*** Block opens ***

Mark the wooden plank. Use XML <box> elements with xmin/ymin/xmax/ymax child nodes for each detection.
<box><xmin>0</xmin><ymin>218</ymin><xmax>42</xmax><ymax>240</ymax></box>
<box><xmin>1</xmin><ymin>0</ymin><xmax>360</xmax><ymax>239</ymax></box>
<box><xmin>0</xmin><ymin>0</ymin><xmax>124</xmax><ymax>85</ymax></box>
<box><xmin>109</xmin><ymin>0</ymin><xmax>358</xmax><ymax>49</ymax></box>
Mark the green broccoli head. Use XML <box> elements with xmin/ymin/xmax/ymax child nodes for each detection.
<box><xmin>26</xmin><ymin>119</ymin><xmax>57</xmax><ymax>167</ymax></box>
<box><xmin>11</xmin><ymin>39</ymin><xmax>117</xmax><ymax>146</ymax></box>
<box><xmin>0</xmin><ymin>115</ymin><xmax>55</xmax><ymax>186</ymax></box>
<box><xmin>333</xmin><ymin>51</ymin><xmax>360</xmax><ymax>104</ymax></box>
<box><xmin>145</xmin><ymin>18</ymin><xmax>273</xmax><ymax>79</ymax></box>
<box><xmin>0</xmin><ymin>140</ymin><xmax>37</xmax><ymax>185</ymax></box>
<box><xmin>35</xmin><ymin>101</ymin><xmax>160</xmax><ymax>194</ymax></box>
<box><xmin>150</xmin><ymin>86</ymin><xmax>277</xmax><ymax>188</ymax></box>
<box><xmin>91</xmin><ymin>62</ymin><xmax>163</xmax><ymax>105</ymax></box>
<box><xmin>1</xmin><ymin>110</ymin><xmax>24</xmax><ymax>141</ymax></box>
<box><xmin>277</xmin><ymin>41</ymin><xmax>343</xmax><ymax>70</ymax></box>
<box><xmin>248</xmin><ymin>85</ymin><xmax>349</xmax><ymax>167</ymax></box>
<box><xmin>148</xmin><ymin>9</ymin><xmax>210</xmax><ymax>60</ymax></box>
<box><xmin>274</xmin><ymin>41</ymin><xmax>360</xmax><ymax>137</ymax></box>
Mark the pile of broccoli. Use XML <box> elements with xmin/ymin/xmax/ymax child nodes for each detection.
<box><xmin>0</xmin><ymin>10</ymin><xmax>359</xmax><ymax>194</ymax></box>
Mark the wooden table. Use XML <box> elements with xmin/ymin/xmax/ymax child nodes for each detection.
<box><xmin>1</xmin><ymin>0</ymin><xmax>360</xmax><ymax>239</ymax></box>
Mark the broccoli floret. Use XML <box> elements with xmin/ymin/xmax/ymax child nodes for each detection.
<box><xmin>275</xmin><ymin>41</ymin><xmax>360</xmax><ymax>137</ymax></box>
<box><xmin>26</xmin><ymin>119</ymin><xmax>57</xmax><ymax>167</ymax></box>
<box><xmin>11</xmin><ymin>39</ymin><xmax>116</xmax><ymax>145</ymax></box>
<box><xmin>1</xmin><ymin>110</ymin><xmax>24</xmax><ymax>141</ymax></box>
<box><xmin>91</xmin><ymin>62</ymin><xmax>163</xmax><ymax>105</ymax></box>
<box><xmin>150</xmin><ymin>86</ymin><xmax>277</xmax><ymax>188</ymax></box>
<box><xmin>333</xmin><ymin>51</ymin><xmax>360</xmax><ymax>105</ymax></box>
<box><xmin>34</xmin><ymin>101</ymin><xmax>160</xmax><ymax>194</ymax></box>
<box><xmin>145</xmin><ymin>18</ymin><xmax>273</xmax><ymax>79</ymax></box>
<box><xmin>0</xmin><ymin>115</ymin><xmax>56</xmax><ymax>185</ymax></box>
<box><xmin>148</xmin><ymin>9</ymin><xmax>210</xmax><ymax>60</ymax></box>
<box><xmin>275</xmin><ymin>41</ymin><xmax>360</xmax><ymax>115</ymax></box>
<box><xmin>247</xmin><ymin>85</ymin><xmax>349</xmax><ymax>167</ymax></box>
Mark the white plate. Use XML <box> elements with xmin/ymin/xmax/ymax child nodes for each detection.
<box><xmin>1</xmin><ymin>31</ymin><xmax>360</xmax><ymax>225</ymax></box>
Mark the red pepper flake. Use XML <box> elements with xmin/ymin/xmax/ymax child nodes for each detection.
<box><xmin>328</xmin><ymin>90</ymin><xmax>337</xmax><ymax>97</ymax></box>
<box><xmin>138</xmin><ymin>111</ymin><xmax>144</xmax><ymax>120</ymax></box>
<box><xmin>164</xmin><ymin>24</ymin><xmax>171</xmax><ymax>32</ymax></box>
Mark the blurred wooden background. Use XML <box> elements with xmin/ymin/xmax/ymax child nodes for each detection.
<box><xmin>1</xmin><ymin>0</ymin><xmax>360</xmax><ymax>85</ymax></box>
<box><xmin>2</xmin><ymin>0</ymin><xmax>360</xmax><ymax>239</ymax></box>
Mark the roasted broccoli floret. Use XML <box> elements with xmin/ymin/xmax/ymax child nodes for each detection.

*** Block closes ***

▸ **Problem to work on**: Set down the whole listing exactly.

▸ **Solution to this exercise**:
Mark the wooden plank. Use XML <box> elements with xmin/ymin/xmax/ymax child nodes for each detection.
<box><xmin>0</xmin><ymin>218</ymin><xmax>42</xmax><ymax>240</ymax></box>
<box><xmin>1</xmin><ymin>0</ymin><xmax>360</xmax><ymax>239</ymax></box>
<box><xmin>0</xmin><ymin>0</ymin><xmax>124</xmax><ymax>85</ymax></box>
<box><xmin>109</xmin><ymin>0</ymin><xmax>358</xmax><ymax>49</ymax></box>
Mark the green broccoli head. Use XML <box> elements with xmin/ymin/xmax/ymax child nodes for each detection.
<box><xmin>26</xmin><ymin>119</ymin><xmax>57</xmax><ymax>167</ymax></box>
<box><xmin>11</xmin><ymin>39</ymin><xmax>117</xmax><ymax>146</ymax></box>
<box><xmin>0</xmin><ymin>115</ymin><xmax>55</xmax><ymax>186</ymax></box>
<box><xmin>333</xmin><ymin>51</ymin><xmax>360</xmax><ymax>104</ymax></box>
<box><xmin>145</xmin><ymin>18</ymin><xmax>273</xmax><ymax>79</ymax></box>
<box><xmin>0</xmin><ymin>140</ymin><xmax>37</xmax><ymax>185</ymax></box>
<box><xmin>35</xmin><ymin>101</ymin><xmax>160</xmax><ymax>194</ymax></box>
<box><xmin>150</xmin><ymin>86</ymin><xmax>277</xmax><ymax>188</ymax></box>
<box><xmin>91</xmin><ymin>62</ymin><xmax>163</xmax><ymax>105</ymax></box>
<box><xmin>1</xmin><ymin>110</ymin><xmax>24</xmax><ymax>141</ymax></box>
<box><xmin>277</xmin><ymin>41</ymin><xmax>343</xmax><ymax>70</ymax></box>
<box><xmin>248</xmin><ymin>85</ymin><xmax>349</xmax><ymax>167</ymax></box>
<box><xmin>148</xmin><ymin>9</ymin><xmax>210</xmax><ymax>60</ymax></box>
<box><xmin>274</xmin><ymin>41</ymin><xmax>360</xmax><ymax>137</ymax></box>
Mark the pile of broccoli. Use XML <box> elements with xmin/ymin/xmax/ymax child nodes for each detection.
<box><xmin>0</xmin><ymin>10</ymin><xmax>359</xmax><ymax>194</ymax></box>
Mark the wooden table. Use XML <box> elements with xmin/ymin/xmax/ymax child nodes for each detection.
<box><xmin>1</xmin><ymin>0</ymin><xmax>360</xmax><ymax>239</ymax></box>
Mark the broccoli floret. Use XML <box> elements with xmin/ymin/xmax/ymax child nodes for each detection.
<box><xmin>275</xmin><ymin>41</ymin><xmax>360</xmax><ymax>137</ymax></box>
<box><xmin>26</xmin><ymin>119</ymin><xmax>57</xmax><ymax>167</ymax></box>
<box><xmin>11</xmin><ymin>39</ymin><xmax>116</xmax><ymax>145</ymax></box>
<box><xmin>1</xmin><ymin>110</ymin><xmax>24</xmax><ymax>141</ymax></box>
<box><xmin>91</xmin><ymin>62</ymin><xmax>163</xmax><ymax>105</ymax></box>
<box><xmin>150</xmin><ymin>86</ymin><xmax>277</xmax><ymax>188</ymax></box>
<box><xmin>333</xmin><ymin>51</ymin><xmax>360</xmax><ymax>105</ymax></box>
<box><xmin>34</xmin><ymin>101</ymin><xmax>160</xmax><ymax>194</ymax></box>
<box><xmin>145</xmin><ymin>18</ymin><xmax>273</xmax><ymax>79</ymax></box>
<box><xmin>0</xmin><ymin>115</ymin><xmax>56</xmax><ymax>185</ymax></box>
<box><xmin>148</xmin><ymin>9</ymin><xmax>210</xmax><ymax>60</ymax></box>
<box><xmin>275</xmin><ymin>41</ymin><xmax>360</xmax><ymax>115</ymax></box>
<box><xmin>247</xmin><ymin>85</ymin><xmax>349</xmax><ymax>167</ymax></box>
Mark the white plate. Use XML <box> elements with xmin/ymin/xmax/ymax child nodes for each detection.
<box><xmin>1</xmin><ymin>31</ymin><xmax>360</xmax><ymax>225</ymax></box>
Mark the red pepper flake. Use XML <box> elements with xmin/ymin/xmax/ymax child nodes for each detection.
<box><xmin>328</xmin><ymin>90</ymin><xmax>337</xmax><ymax>97</ymax></box>
<box><xmin>138</xmin><ymin>111</ymin><xmax>144</xmax><ymax>120</ymax></box>
<box><xmin>164</xmin><ymin>24</ymin><xmax>171</xmax><ymax>32</ymax></box>
Mark the blurred wooden background. Use XML <box> elements with xmin/ymin/xmax/ymax child nodes for each detection.
<box><xmin>1</xmin><ymin>0</ymin><xmax>360</xmax><ymax>85</ymax></box>
<box><xmin>2</xmin><ymin>0</ymin><xmax>360</xmax><ymax>239</ymax></box>
Mark the roasted broccoli floret. Use XML <box> elements with xmin/ymin/xmax/ymax child nodes for each detection.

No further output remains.